- _DATA FOR PROCESSING_
☆ ☆ ☆ ☆ ☆ ☆ ☆

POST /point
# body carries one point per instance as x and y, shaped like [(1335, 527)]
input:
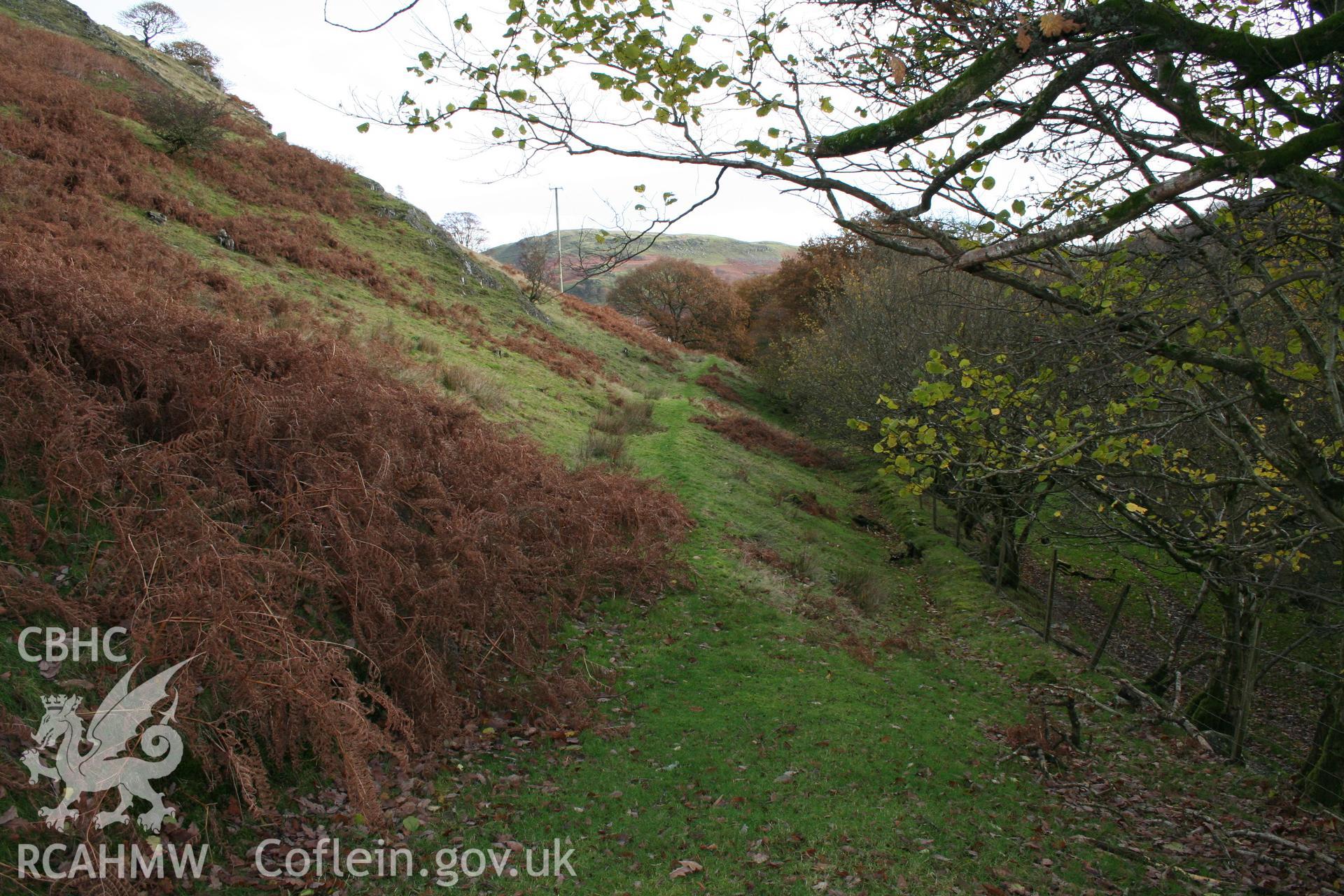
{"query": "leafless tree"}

☆ ☆ ☆ ☆ ☆ ☆ ☆

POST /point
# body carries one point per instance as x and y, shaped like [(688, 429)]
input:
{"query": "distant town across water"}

☆ ☆ ☆ ☆ ☆ ☆ ☆

- _PROBLEM DETAILS_
All lines of the listing holding the string "instance" must be returned, copied as they stand.

- _ANSWER FOR THIS EXERCISE_
# body carries one point per instance as x and y, shaped like [(1335, 527)]
# body carries one point per instance as x and y, shaped like [(688, 429)]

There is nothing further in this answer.